══ Input records ══

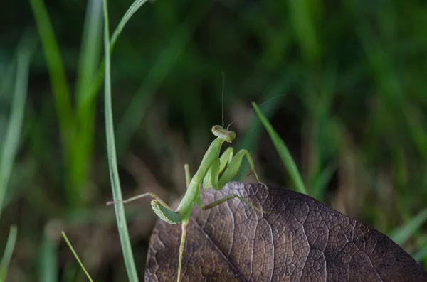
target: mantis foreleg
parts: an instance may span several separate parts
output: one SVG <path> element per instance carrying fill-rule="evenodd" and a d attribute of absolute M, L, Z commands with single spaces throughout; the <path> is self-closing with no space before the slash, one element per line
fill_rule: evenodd
<path fill-rule="evenodd" d="M 248 160 L 251 167 L 251 173 L 253 173 L 255 174 L 255 177 L 256 178 L 258 182 L 263 184 L 265 187 L 267 187 L 260 180 L 260 178 L 255 170 L 255 164 L 252 157 L 251 156 L 251 154 L 247 150 L 243 149 L 239 151 L 231 159 L 228 163 L 228 166 L 227 166 L 227 168 L 223 171 L 221 177 L 219 175 L 223 168 L 221 170 L 221 164 L 218 166 L 218 161 L 216 161 L 216 163 L 214 162 L 212 164 L 212 167 L 211 168 L 211 181 L 214 189 L 216 190 L 221 190 L 226 183 L 230 182 L 237 175 L 237 173 L 238 172 L 238 170 L 242 164 L 243 157 L 246 157 L 246 159 Z"/>

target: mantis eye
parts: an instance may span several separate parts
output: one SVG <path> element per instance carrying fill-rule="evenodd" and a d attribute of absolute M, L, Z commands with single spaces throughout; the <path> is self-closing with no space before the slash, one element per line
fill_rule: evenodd
<path fill-rule="evenodd" d="M 226 132 L 226 136 L 228 137 L 228 140 L 233 141 L 236 138 L 236 132 L 227 131 Z"/>
<path fill-rule="evenodd" d="M 221 127 L 218 125 L 215 125 L 212 127 L 212 132 L 217 132 L 220 129 L 222 129 L 222 127 Z"/>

═══

*Directive*
Rescale the listing above, starting at its beginning and ending at the line that contains "248 160 L 251", both included. Repeat those lines with their requests, multiplying every polygon coordinate in the outlines by 0.4 and rounding to whole numbers, halves up; leave out the pictures and give nothing beyond those lines.

*Exercise response*
target: mantis foreleg
parts: an instance may span several separate parts
output: one SVG <path> element per instance carrying fill-rule="evenodd" and a d attribute of absolute M, L, Z commands with single spaces throughout; the <path> is self-closing with no space before the slash, one element per line
fill_rule: evenodd
<path fill-rule="evenodd" d="M 99 64 L 100 67 L 100 69 L 101 69 L 102 70 L 102 71 L 102 71 L 103 73 L 105 74 L 106 75 L 107 75 L 104 72 L 104 71 L 102 68 L 102 66 L 101 63 L 100 62 L 100 62 L 99 60 L 97 60 L 96 60 L 92 64 L 91 65 L 91 66 L 91 66 L 91 67 L 89 68 L 88 71 L 88 70 L 89 67 L 88 68 L 88 66 L 87 66 L 87 64 L 86 64 L 86 65 L 86 65 L 85 66 L 85 67 L 84 67 L 84 72 L 86 76 L 86 76 L 88 76 L 90 73 L 92 73 L 95 70 L 95 69 L 95 69 L 95 68 L 97 66 L 97 63 L 98 63 L 98 64 Z"/>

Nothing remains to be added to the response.